▸ **WORK REQUEST**
For each line below that contains the string "traffic", copy that line.
═════ RECORD EXCERPTS ═════
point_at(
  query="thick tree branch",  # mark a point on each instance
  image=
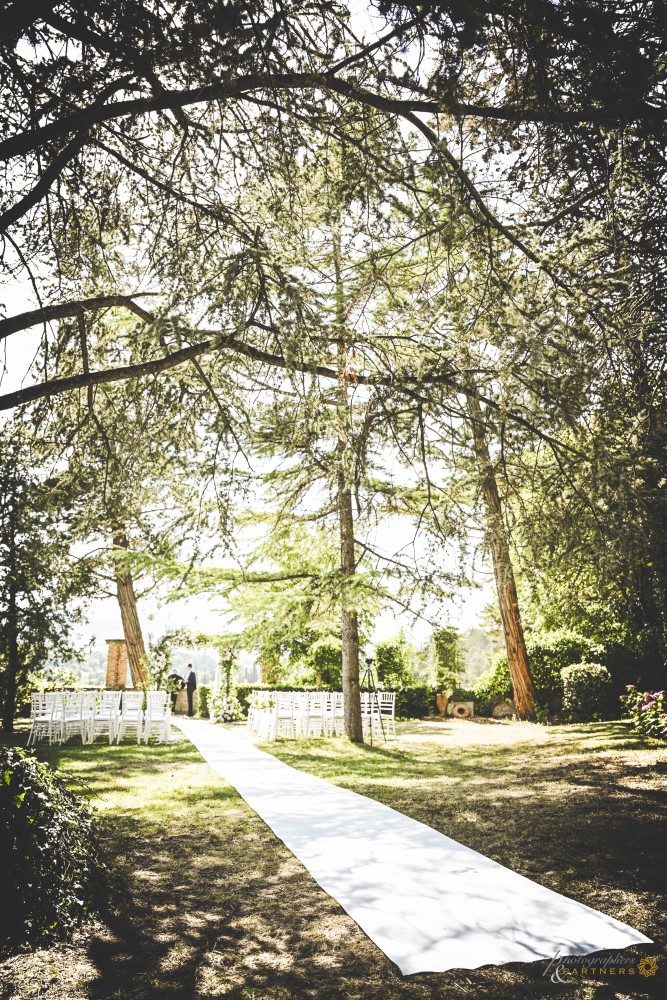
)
(41, 188)
(408, 384)
(63, 310)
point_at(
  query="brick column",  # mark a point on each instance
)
(116, 664)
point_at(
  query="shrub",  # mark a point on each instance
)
(548, 653)
(415, 702)
(492, 688)
(586, 688)
(225, 708)
(647, 710)
(204, 700)
(51, 870)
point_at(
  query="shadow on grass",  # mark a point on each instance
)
(207, 902)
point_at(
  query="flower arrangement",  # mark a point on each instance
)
(225, 708)
(647, 710)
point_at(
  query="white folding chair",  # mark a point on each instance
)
(300, 712)
(267, 709)
(41, 716)
(328, 709)
(339, 713)
(315, 713)
(106, 716)
(255, 706)
(387, 701)
(158, 716)
(131, 715)
(75, 715)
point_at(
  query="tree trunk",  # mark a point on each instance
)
(348, 564)
(13, 664)
(127, 602)
(351, 692)
(517, 657)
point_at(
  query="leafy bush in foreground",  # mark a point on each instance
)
(647, 710)
(51, 869)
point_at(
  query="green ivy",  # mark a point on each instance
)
(647, 710)
(586, 688)
(52, 873)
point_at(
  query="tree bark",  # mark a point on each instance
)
(517, 658)
(13, 658)
(351, 691)
(127, 602)
(13, 664)
(348, 564)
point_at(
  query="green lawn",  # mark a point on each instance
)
(206, 902)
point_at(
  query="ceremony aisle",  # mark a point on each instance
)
(430, 903)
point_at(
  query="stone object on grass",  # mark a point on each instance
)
(503, 710)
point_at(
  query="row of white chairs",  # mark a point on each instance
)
(318, 713)
(60, 715)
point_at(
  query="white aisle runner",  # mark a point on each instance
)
(429, 903)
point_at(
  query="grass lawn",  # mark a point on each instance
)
(207, 902)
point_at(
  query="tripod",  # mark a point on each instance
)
(367, 680)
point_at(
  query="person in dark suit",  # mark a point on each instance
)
(177, 684)
(191, 686)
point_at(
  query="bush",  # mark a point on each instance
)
(204, 701)
(415, 702)
(647, 710)
(492, 688)
(586, 688)
(51, 870)
(225, 708)
(548, 653)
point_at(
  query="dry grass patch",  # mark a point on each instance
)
(206, 901)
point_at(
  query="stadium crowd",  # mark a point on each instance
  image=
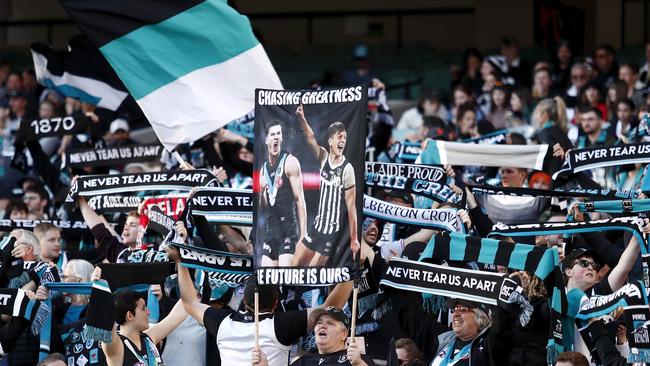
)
(571, 102)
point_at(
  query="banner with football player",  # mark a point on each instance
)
(308, 184)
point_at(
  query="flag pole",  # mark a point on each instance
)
(257, 319)
(355, 291)
(179, 158)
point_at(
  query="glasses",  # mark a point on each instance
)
(71, 278)
(585, 263)
(460, 309)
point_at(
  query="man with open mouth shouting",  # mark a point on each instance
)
(282, 194)
(331, 332)
(337, 197)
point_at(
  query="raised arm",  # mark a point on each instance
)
(159, 331)
(189, 295)
(318, 151)
(349, 185)
(293, 171)
(114, 351)
(618, 276)
(337, 298)
(89, 215)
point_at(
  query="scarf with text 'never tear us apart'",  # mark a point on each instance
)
(631, 299)
(223, 205)
(578, 160)
(92, 185)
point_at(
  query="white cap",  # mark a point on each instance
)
(119, 124)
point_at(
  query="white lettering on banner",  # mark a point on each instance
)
(214, 259)
(278, 97)
(302, 276)
(4, 299)
(422, 216)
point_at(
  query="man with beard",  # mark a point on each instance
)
(283, 201)
(332, 328)
(337, 197)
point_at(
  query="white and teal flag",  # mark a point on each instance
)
(192, 66)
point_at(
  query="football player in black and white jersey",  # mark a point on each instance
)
(282, 195)
(337, 198)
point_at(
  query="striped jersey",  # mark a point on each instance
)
(334, 181)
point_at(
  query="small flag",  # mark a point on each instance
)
(80, 72)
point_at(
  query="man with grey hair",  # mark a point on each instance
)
(26, 246)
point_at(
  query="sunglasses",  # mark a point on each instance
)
(585, 263)
(460, 309)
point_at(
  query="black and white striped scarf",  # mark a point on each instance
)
(578, 160)
(438, 219)
(223, 205)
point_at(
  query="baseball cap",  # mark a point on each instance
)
(119, 124)
(451, 303)
(335, 313)
(580, 252)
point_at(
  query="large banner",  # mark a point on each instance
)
(306, 230)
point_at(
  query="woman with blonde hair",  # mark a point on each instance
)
(550, 118)
(76, 271)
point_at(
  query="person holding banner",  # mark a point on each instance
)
(337, 197)
(285, 202)
(235, 330)
(116, 250)
(332, 330)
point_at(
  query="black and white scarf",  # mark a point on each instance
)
(423, 180)
(458, 153)
(479, 286)
(113, 203)
(631, 224)
(578, 160)
(542, 262)
(631, 297)
(223, 268)
(601, 194)
(110, 156)
(618, 206)
(158, 221)
(101, 308)
(438, 219)
(64, 225)
(92, 185)
(223, 205)
(15, 302)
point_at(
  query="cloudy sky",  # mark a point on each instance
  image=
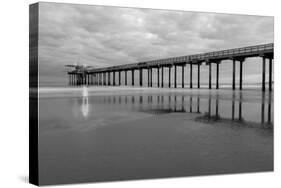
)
(103, 36)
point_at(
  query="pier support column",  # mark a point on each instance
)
(148, 77)
(270, 74)
(218, 72)
(140, 76)
(241, 75)
(198, 75)
(169, 76)
(151, 78)
(162, 76)
(113, 78)
(263, 73)
(210, 75)
(158, 79)
(233, 74)
(119, 79)
(191, 84)
(104, 79)
(182, 76)
(175, 76)
(133, 77)
(126, 78)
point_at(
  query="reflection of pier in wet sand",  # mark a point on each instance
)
(180, 103)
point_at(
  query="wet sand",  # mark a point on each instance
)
(120, 134)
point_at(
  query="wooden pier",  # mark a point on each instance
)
(102, 76)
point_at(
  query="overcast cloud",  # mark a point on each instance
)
(104, 36)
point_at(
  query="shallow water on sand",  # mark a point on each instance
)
(99, 134)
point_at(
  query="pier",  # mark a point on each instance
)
(102, 76)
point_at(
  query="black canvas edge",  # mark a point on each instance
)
(33, 94)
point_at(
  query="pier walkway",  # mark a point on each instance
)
(102, 76)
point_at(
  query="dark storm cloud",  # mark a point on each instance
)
(103, 36)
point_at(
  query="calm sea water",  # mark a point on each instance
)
(100, 134)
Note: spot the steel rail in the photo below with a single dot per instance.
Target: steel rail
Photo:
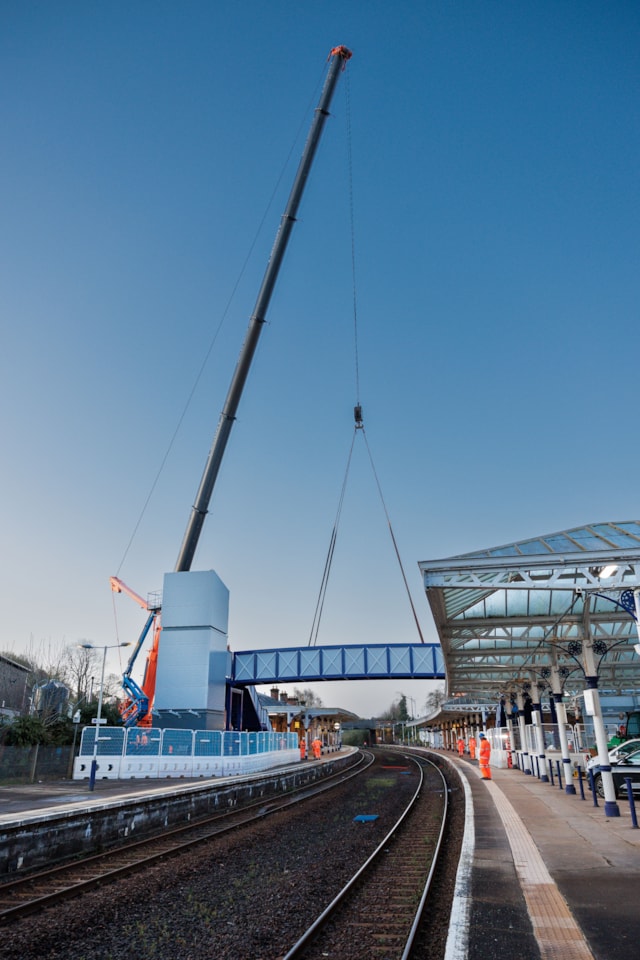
(306, 940)
(171, 843)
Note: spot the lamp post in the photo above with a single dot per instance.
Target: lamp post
(98, 719)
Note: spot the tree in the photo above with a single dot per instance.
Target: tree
(26, 732)
(81, 665)
(308, 697)
(434, 700)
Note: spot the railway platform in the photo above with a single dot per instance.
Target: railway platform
(543, 873)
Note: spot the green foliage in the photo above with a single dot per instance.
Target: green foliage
(26, 732)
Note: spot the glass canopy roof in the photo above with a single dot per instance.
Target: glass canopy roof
(507, 616)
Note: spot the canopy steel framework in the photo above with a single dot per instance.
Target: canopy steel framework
(555, 611)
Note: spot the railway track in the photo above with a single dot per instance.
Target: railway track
(379, 912)
(38, 891)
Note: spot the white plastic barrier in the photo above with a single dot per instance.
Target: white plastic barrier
(143, 768)
(108, 768)
(152, 752)
(175, 767)
(208, 767)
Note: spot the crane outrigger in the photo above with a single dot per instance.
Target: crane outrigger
(139, 706)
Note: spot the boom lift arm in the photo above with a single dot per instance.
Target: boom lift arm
(137, 707)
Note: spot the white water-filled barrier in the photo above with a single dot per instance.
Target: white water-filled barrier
(154, 753)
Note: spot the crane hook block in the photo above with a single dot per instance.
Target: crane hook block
(343, 52)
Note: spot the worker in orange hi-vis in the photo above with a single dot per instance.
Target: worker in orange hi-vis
(483, 759)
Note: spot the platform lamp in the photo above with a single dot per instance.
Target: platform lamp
(98, 720)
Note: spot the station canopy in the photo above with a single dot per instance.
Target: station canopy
(506, 616)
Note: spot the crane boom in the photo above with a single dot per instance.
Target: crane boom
(338, 58)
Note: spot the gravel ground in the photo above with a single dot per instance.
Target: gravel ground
(248, 896)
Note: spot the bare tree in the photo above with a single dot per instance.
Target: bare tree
(434, 700)
(308, 697)
(80, 665)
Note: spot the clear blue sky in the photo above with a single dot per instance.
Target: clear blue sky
(495, 151)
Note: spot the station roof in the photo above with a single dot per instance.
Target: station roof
(507, 615)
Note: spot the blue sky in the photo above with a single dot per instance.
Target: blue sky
(495, 155)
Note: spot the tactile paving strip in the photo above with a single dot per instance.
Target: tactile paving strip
(557, 933)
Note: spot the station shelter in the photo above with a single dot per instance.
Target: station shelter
(289, 714)
(551, 618)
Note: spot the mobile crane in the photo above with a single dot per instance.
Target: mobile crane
(139, 705)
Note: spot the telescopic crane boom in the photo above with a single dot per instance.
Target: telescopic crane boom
(138, 709)
(338, 58)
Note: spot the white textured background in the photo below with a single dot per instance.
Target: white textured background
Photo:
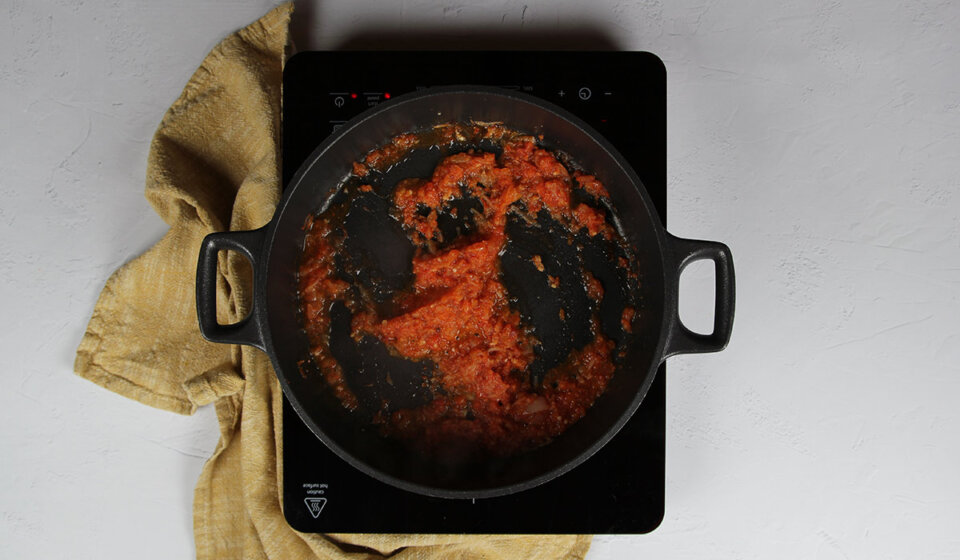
(819, 139)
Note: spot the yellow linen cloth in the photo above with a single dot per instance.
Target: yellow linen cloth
(213, 166)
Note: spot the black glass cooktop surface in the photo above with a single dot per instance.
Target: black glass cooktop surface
(620, 489)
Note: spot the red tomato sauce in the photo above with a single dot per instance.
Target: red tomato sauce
(457, 312)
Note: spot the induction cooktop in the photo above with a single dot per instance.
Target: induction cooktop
(620, 489)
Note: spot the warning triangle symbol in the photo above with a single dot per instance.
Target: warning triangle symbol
(315, 505)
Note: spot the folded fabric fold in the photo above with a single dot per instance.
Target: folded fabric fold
(213, 166)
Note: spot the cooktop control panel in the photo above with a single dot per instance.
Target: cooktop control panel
(618, 490)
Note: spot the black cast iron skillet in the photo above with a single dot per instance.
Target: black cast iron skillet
(274, 325)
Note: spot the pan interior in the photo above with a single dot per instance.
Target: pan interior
(312, 188)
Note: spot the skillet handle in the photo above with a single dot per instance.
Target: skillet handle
(680, 339)
(249, 329)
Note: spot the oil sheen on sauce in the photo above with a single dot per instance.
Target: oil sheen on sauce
(477, 309)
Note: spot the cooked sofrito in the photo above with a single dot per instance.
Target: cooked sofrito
(478, 308)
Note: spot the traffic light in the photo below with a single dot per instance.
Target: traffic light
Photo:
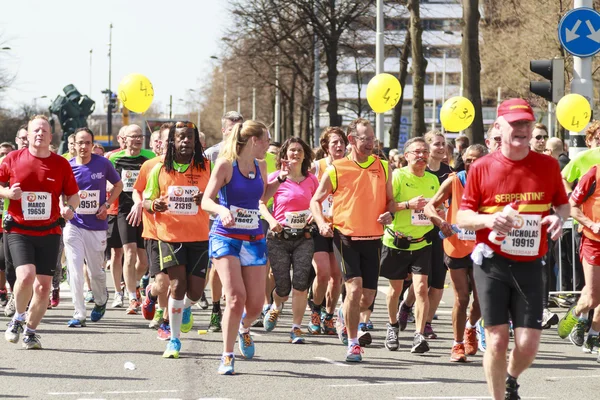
(554, 71)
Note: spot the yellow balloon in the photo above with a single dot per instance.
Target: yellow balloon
(457, 114)
(573, 112)
(383, 92)
(136, 92)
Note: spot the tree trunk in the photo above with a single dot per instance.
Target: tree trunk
(403, 73)
(471, 66)
(419, 65)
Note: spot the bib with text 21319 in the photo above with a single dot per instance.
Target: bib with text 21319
(129, 177)
(181, 200)
(89, 202)
(36, 205)
(244, 218)
(524, 239)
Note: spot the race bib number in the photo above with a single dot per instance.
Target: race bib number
(297, 219)
(36, 206)
(244, 219)
(466, 235)
(181, 200)
(89, 202)
(524, 239)
(129, 177)
(418, 218)
(327, 206)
═════
▸ **SOLUTION BELOW**
Note: spot the traffic light in the photo below with a single dot per instance.
Target: traffic light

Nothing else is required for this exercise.